## start Records for this exercise

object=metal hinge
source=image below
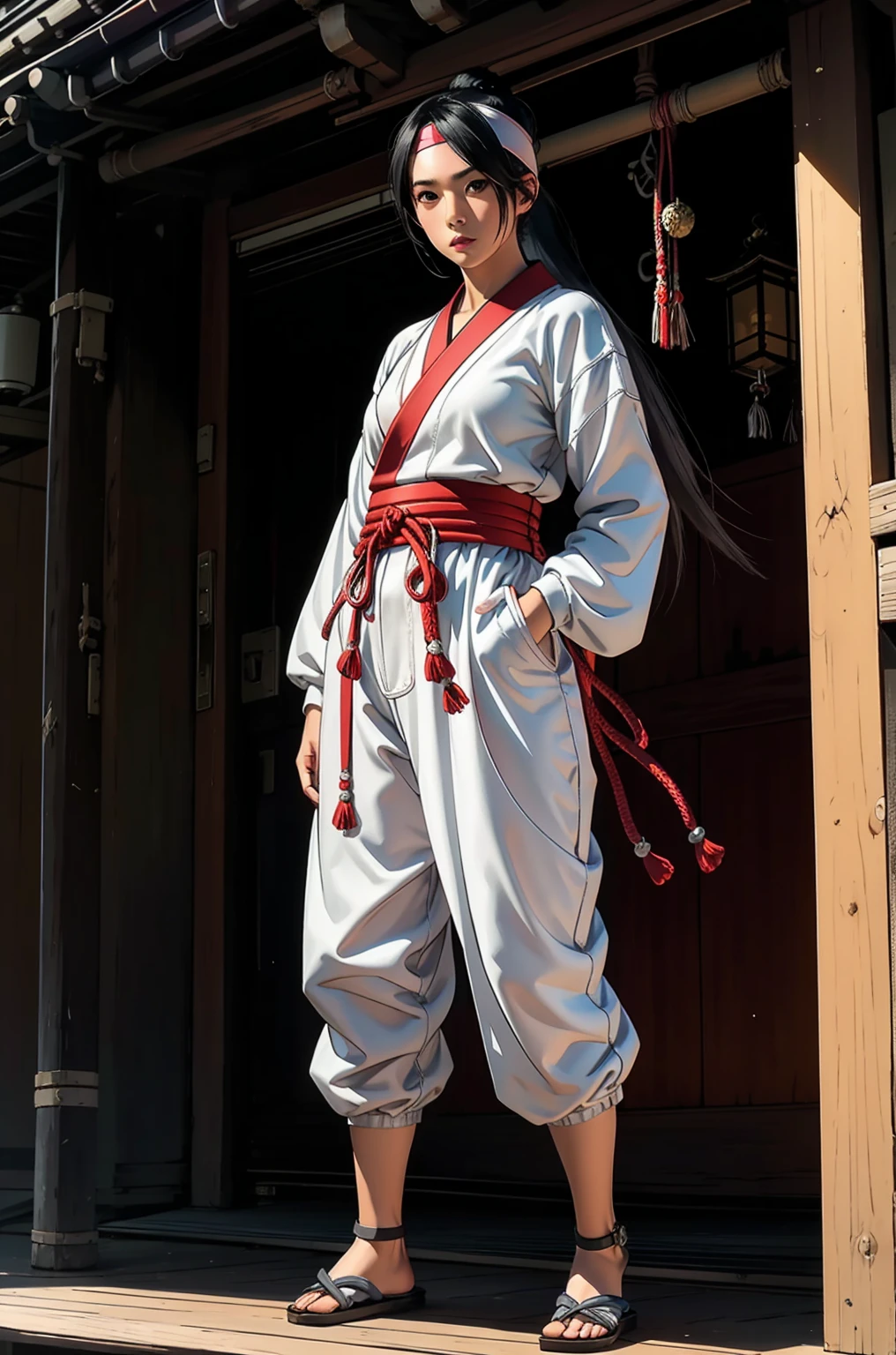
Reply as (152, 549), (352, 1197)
(78, 584), (103, 653)
(50, 288), (113, 381)
(78, 584), (103, 715)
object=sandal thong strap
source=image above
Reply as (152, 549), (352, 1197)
(302, 1269), (382, 1309)
(353, 1224), (404, 1243)
(550, 1292), (631, 1336)
(575, 1224), (629, 1252)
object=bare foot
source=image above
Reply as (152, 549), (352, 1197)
(542, 1246), (628, 1342)
(293, 1237), (414, 1313)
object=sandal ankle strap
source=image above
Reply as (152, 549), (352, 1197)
(575, 1224), (629, 1252)
(353, 1224), (404, 1243)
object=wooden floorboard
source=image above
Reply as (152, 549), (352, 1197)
(0, 1236), (821, 1355)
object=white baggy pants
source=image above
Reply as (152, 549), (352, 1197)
(303, 543), (638, 1127)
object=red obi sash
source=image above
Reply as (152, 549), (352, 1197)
(323, 265), (724, 885)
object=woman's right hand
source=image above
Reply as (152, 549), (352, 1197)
(295, 706), (320, 805)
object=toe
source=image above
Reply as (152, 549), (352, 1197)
(309, 1294), (339, 1313)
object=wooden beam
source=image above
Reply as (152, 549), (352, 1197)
(868, 480), (896, 536)
(31, 160), (111, 1269)
(790, 0), (896, 1355)
(191, 200), (232, 1205)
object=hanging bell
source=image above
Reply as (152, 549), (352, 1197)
(661, 198), (696, 240)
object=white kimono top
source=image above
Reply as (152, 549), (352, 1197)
(286, 286), (668, 706)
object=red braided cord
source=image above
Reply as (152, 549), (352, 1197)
(566, 644), (697, 842)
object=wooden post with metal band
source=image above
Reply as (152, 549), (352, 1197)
(31, 160), (111, 1269)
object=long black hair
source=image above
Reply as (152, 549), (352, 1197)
(389, 69), (755, 574)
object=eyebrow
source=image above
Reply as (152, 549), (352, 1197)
(411, 165), (476, 189)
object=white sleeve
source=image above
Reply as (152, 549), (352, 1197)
(534, 309), (668, 666)
(286, 437), (373, 710)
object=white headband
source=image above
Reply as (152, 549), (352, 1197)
(472, 103), (538, 177)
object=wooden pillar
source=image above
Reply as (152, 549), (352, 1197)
(790, 0), (896, 1355)
(191, 202), (233, 1205)
(31, 161), (108, 1269)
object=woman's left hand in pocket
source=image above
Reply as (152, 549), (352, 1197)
(474, 588), (553, 658)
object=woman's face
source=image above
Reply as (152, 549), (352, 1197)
(411, 142), (535, 270)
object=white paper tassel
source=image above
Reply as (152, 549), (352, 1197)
(747, 394), (772, 438)
(783, 404), (800, 443)
(747, 370), (772, 438)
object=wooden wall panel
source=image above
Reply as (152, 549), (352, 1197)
(0, 450), (46, 1171)
(701, 720), (818, 1105)
(608, 531), (701, 692)
(99, 213), (198, 1203)
(595, 738), (701, 1108)
(699, 468), (810, 678)
(191, 200), (235, 1205)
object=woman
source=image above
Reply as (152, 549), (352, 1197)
(287, 73), (740, 1351)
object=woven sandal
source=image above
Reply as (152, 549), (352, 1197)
(538, 1224), (637, 1355)
(286, 1224), (426, 1327)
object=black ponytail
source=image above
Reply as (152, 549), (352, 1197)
(389, 71), (757, 574)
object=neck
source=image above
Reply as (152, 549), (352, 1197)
(459, 232), (528, 313)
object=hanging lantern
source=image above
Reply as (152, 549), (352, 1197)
(0, 305), (41, 396)
(709, 217), (798, 438)
(709, 253), (797, 377)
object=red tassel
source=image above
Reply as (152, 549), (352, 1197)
(336, 645), (361, 682)
(641, 851), (672, 885)
(423, 652), (454, 682)
(694, 837), (725, 875)
(442, 682), (470, 715)
(333, 799), (358, 834)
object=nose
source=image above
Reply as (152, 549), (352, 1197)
(444, 192), (467, 230)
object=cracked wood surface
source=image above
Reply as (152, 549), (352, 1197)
(790, 0), (894, 1355)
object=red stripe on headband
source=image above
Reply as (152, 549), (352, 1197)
(414, 122), (444, 156)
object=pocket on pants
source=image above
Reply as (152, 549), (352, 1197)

## end Records for this exercise

To do: Can you write out all the entries above again, swapping "Reply as" for "Answer as" wherever it occurs, leaving everything else unchanged and the pictures out?

Expected answer:
object=metal hinge
source=image below
Answer as (152, 549), (352, 1197)
(78, 584), (103, 653)
(50, 288), (113, 381)
(78, 584), (103, 715)
object=sandal thong strap
source=image above
Answer as (152, 549), (352, 1197)
(302, 1269), (382, 1309)
(353, 1224), (404, 1243)
(550, 1292), (631, 1336)
(575, 1224), (629, 1252)
object=bare foot
source=image above
Answer as (152, 549), (352, 1197)
(542, 1246), (628, 1342)
(293, 1237), (414, 1313)
object=sandal ankle strap
source=image above
Answer as (152, 549), (352, 1197)
(575, 1224), (629, 1252)
(353, 1224), (404, 1243)
object=wooden floorboard
source=image above
Answer as (152, 549), (352, 1197)
(0, 1236), (821, 1355)
object=white baggy pants
source=image above
Answer as (152, 549), (352, 1197)
(303, 543), (638, 1127)
object=red obi sash
source=image above
Answer as (152, 549), (352, 1197)
(323, 265), (724, 885)
object=woman's right hand
source=image above
Answer as (152, 549), (352, 1197)
(295, 706), (320, 805)
object=toe
source=image above
Answer as (152, 549), (352, 1197)
(309, 1294), (339, 1313)
object=wooden beam
source=image above
Answer as (152, 549), (352, 1197)
(868, 480), (896, 536)
(31, 160), (111, 1269)
(790, 0), (896, 1355)
(191, 200), (232, 1205)
object=hanging bell
source=image above
Answer as (152, 549), (352, 1197)
(661, 198), (696, 240)
object=white kimono top
source=image above
Answer as (152, 549), (352, 1197)
(286, 286), (668, 706)
object=red braided cord
source=image above
Answer as (152, 549), (352, 1197)
(566, 644), (697, 842)
object=wooden post with metal band
source=image above
Answer as (152, 549), (352, 1197)
(31, 160), (111, 1269)
object=long black hair
source=image above
Answer as (152, 549), (352, 1197)
(389, 69), (755, 574)
object=eyebrow
source=image above
Answer as (152, 549), (352, 1197)
(411, 165), (476, 189)
object=white sleeve
source=image above
Answer as (152, 549), (352, 1197)
(534, 309), (668, 666)
(286, 437), (373, 710)
object=white headband
source=image above
Answer as (152, 549), (352, 1197)
(472, 103), (538, 177)
object=wooden pillar
source=image above
Answer as (152, 549), (352, 1197)
(790, 0), (896, 1355)
(191, 202), (233, 1205)
(31, 161), (108, 1269)
object=woman's left hand in pocket
source=image above
Answer as (152, 549), (352, 1197)
(474, 588), (553, 658)
object=woman's face
source=image above
Answer as (152, 549), (352, 1197)
(411, 142), (535, 270)
object=white paper tassel
source=image above
Answer as (152, 549), (352, 1197)
(747, 394), (772, 438)
(783, 404), (800, 443)
(747, 370), (772, 438)
object=wooden wall panel
source=image above
Answer as (152, 549), (352, 1197)
(0, 450), (46, 1171)
(701, 720), (818, 1105)
(608, 531), (701, 692)
(99, 213), (198, 1203)
(595, 738), (701, 1108)
(699, 468), (810, 678)
(191, 200), (235, 1205)
object=woman
source=image above
Answer as (152, 549), (352, 1197)
(287, 73), (740, 1351)
object=woven sandal
source=image above
Answer as (152, 549), (352, 1197)
(538, 1224), (637, 1355)
(286, 1224), (426, 1327)
object=black ponytail
source=image above
Answer as (152, 549), (352, 1197)
(389, 71), (757, 574)
object=neck
source=image above
Answer as (152, 549), (352, 1197)
(459, 232), (528, 313)
object=hanging lantern
source=image above
Answer as (152, 549), (352, 1197)
(0, 305), (41, 396)
(709, 217), (798, 438)
(709, 253), (797, 377)
object=red tassel
source=image above
Answer as (152, 549), (352, 1197)
(336, 645), (361, 682)
(641, 851), (672, 885)
(423, 652), (454, 682)
(694, 837), (725, 875)
(442, 682), (470, 715)
(333, 799), (358, 834)
object=nose
source=image above
Answer as (152, 549), (352, 1197)
(444, 192), (467, 230)
object=cracked wood surface
source=image above
Answer as (152, 549), (352, 1197)
(790, 0), (894, 1355)
object=red stripe on headband
source=image above
Answer as (152, 549), (352, 1197)
(414, 122), (444, 156)
object=pocket on pants
source=image above
Answer as (152, 549), (352, 1197)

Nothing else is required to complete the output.